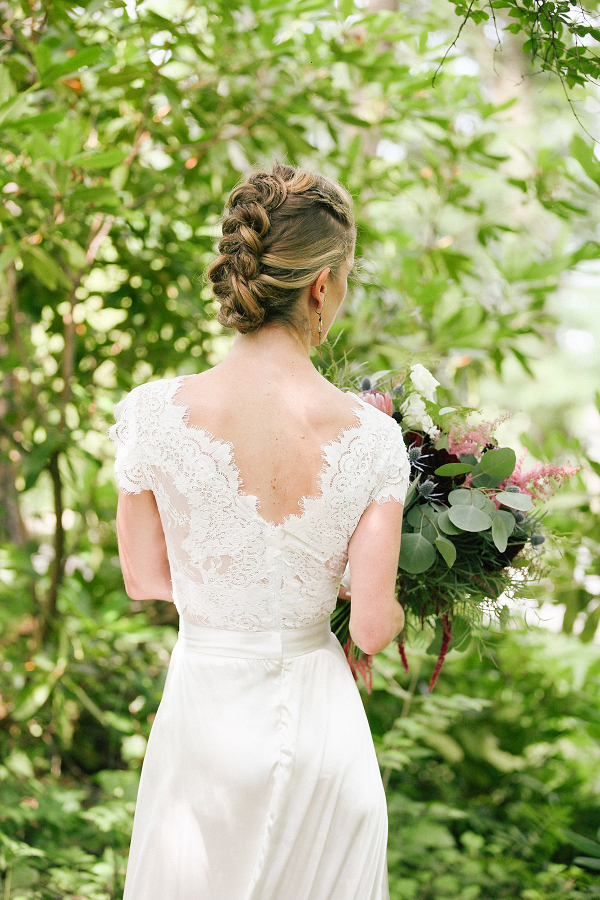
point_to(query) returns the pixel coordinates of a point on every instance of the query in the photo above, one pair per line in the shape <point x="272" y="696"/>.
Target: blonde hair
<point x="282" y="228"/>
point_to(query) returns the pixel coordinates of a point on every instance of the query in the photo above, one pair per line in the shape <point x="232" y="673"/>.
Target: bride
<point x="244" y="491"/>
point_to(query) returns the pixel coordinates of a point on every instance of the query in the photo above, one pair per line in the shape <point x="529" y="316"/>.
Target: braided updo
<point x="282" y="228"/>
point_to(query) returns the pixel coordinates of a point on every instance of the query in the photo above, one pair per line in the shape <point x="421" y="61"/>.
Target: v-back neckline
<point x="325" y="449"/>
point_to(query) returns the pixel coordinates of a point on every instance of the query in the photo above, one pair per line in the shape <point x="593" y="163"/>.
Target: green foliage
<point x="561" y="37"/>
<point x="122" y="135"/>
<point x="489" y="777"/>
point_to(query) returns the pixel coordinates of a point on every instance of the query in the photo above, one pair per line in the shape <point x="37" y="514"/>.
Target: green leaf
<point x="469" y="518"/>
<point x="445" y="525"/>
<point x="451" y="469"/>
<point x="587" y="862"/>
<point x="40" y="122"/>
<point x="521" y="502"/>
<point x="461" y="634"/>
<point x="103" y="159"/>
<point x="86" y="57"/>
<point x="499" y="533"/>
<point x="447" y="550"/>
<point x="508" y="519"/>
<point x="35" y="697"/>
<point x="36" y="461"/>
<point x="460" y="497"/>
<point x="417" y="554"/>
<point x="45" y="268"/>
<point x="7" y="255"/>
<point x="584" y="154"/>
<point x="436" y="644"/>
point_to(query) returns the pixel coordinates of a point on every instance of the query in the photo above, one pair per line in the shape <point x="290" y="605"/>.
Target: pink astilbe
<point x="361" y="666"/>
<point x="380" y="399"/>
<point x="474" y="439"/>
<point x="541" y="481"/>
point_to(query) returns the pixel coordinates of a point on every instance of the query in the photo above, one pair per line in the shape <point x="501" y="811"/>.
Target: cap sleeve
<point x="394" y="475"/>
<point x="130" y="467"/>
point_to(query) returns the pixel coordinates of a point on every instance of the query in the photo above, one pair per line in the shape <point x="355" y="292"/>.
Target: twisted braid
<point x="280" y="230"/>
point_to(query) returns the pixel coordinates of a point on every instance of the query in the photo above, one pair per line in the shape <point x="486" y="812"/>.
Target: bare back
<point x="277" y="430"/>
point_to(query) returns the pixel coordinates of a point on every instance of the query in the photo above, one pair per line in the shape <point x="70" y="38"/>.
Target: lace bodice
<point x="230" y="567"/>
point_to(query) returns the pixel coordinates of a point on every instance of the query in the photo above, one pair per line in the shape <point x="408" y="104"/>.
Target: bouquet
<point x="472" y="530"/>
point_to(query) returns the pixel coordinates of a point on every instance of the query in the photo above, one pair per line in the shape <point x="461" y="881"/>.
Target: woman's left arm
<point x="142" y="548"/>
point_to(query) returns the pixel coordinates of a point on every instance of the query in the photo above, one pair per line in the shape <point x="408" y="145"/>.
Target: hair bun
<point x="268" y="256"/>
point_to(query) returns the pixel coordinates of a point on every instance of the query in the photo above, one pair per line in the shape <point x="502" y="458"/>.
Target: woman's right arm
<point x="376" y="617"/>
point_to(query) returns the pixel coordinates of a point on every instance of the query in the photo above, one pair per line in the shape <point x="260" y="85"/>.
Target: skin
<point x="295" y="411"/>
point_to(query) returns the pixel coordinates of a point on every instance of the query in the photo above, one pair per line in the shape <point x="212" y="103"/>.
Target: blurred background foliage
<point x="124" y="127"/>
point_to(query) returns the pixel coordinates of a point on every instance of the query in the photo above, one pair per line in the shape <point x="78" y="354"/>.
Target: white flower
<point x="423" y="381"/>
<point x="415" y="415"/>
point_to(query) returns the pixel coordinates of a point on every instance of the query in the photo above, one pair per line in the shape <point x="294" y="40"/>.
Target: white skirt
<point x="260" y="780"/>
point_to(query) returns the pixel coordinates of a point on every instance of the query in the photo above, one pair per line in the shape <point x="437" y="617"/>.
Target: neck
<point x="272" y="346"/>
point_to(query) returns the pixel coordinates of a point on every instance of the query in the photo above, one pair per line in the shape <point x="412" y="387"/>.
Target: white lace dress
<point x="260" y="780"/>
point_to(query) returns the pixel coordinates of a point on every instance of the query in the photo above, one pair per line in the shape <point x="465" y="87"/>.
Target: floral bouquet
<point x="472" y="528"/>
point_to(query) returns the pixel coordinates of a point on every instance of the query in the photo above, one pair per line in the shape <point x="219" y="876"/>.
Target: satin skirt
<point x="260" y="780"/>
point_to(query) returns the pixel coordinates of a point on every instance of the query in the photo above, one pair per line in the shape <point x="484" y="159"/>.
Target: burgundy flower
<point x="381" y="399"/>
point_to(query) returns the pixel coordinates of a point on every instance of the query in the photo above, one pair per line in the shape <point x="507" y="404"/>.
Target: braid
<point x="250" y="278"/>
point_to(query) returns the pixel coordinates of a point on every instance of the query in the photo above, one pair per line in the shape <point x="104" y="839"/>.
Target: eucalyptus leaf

◆ **DESCRIPTION OF THE TASK**
Restate each entry word for word, leaving out any pictures.

◆ **EXPECTED ANSWER**
point_to(query) returns the pixel coordinates of a point on every instance of the query in the photo above, one pair per line in the shape <point x="272" y="696"/>.
Target: blonde hair
<point x="282" y="228"/>
point_to(query) returns the pixel coordinates of a point on every instance of the query in the photo above, one pair per line in the shape <point x="232" y="673"/>.
Target: bride
<point x="244" y="491"/>
point_to(query) returns the pixel coordinates of a point on every instance of the query in the photo above, one pair per line in the shape <point x="529" y="316"/>.
Target: braided updo
<point x="282" y="228"/>
point_to(query) returns the pixel coordinates of a point on every instance of the query in the photo above, one pair per line in the shape <point x="421" y="61"/>.
Target: v-back neckline
<point x="325" y="449"/>
point_to(query) returns the pixel coordinates of a point on every instance of the query in the photo above, one pair per line in the shape <point x="593" y="163"/>.
Target: green foliage
<point x="561" y="37"/>
<point x="122" y="135"/>
<point x="489" y="777"/>
point_to(query) returns the pixel coordinates of a point on every instance of the query in the photo above, one pair per line in the shape <point x="37" y="514"/>.
Target: green leaf
<point x="469" y="518"/>
<point x="445" y="525"/>
<point x="451" y="469"/>
<point x="587" y="862"/>
<point x="40" y="122"/>
<point x="521" y="502"/>
<point x="461" y="634"/>
<point x="103" y="159"/>
<point x="86" y="57"/>
<point x="499" y="533"/>
<point x="447" y="550"/>
<point x="508" y="519"/>
<point x="35" y="697"/>
<point x="36" y="461"/>
<point x="460" y="497"/>
<point x="417" y="554"/>
<point x="45" y="268"/>
<point x="7" y="255"/>
<point x="584" y="154"/>
<point x="436" y="644"/>
point_to(query) returns the pixel coordinates of a point on every instance of the query in the photo above, one pair per line in the shape <point x="290" y="605"/>.
Target: pink astilbe
<point x="361" y="666"/>
<point x="380" y="399"/>
<point x="474" y="439"/>
<point x="541" y="481"/>
point_to(query) returns the pixel coordinates of a point on every instance of the query in the photo above, one pair per line in the shape <point x="501" y="811"/>.
Target: cap sleeve
<point x="394" y="475"/>
<point x="130" y="467"/>
point_to(query) returns the pixel coordinates of a point on every instance of the query in the photo above, one pair per line in the shape <point x="355" y="292"/>.
Target: twisted braid
<point x="280" y="230"/>
point_to(query) returns the pixel coordinates of a point on every instance of the query in the photo above, one pair per line in the shape <point x="486" y="812"/>.
Target: bare back
<point x="277" y="430"/>
point_to(query) returns the pixel coordinates of a point on every instance of the query in the photo above, one pair per line in the shape <point x="70" y="38"/>.
Target: lace bodice
<point x="230" y="567"/>
point_to(query) returns the pixel coordinates of a point on every instance of the query in the photo above, one pair per line in the shape <point x="408" y="104"/>.
Target: bouquet
<point x="472" y="530"/>
point_to(query) returns the pixel coordinates of a point on every instance of the query in the photo above, one pair per line in the shape <point x="461" y="881"/>.
Target: woman's left arm
<point x="142" y="548"/>
point_to(query) returns the pixel coordinates of a point on every instance of the query in the photo above, one pair per line in the shape <point x="408" y="145"/>.
Target: hair bun
<point x="268" y="256"/>
point_to(query) returns the pixel coordinates of a point on every instance of the query in the photo above, one pair per line in the shape <point x="502" y="458"/>.
Target: woman's right arm
<point x="376" y="617"/>
point_to(query) returns the pixel coordinates of a point on every instance of the query in the photo above, one pair per line in the shape <point x="260" y="85"/>.
Target: skin
<point x="295" y="411"/>
point_to(query) returns the pixel coordinates of a point on every instance of the query in the photo above, one pair per line in the shape <point x="212" y="103"/>.
Target: blurred background foliage
<point x="124" y="127"/>
point_to(query) returns the pixel coordinates of a point on every instance of the query in the photo above, one pair per line in the shape <point x="78" y="354"/>.
Target: white flower
<point x="423" y="381"/>
<point x="415" y="415"/>
point_to(query) returns the pixel coordinates of a point on every instance of the query in the photo above, one pair per line in the shape <point x="294" y="40"/>.
Target: white skirt
<point x="260" y="780"/>
point_to(query) returns the pixel coordinates of a point on every instance of the query in the photo above, one pair per line in the shape <point x="437" y="617"/>.
Target: neck
<point x="272" y="346"/>
point_to(query) returns the pixel coordinates of a point on every instance of the query in the photo above, one pair per line in the shape <point x="412" y="387"/>.
Target: white lace dress
<point x="260" y="780"/>
point_to(query) returns the pixel coordinates of a point on every instance of the query in the photo above, one pair per line in the shape <point x="465" y="87"/>.
Target: floral bouquet
<point x="472" y="528"/>
point_to(query) returns the pixel coordinates of a point on every instance of the query in the photo above, one pair per line in the shape <point x="219" y="876"/>.
Target: satin skirt
<point x="260" y="780"/>
point_to(query) returns the pixel coordinates of a point on every instance of the query in the photo above, one pair per line in the shape <point x="484" y="159"/>.
Target: burgundy flower
<point x="381" y="399"/>
point_to(query) returns the pixel coordinates of a point on every instance of the query in the photo above, one pair per line in the shape <point x="507" y="404"/>.
Target: braid
<point x="250" y="278"/>
point_to(query) returns the pixel coordinates of a point on every instance of the query in the photo above, one pair per line in the shape <point x="104" y="839"/>.
Target: eucalyptus leaf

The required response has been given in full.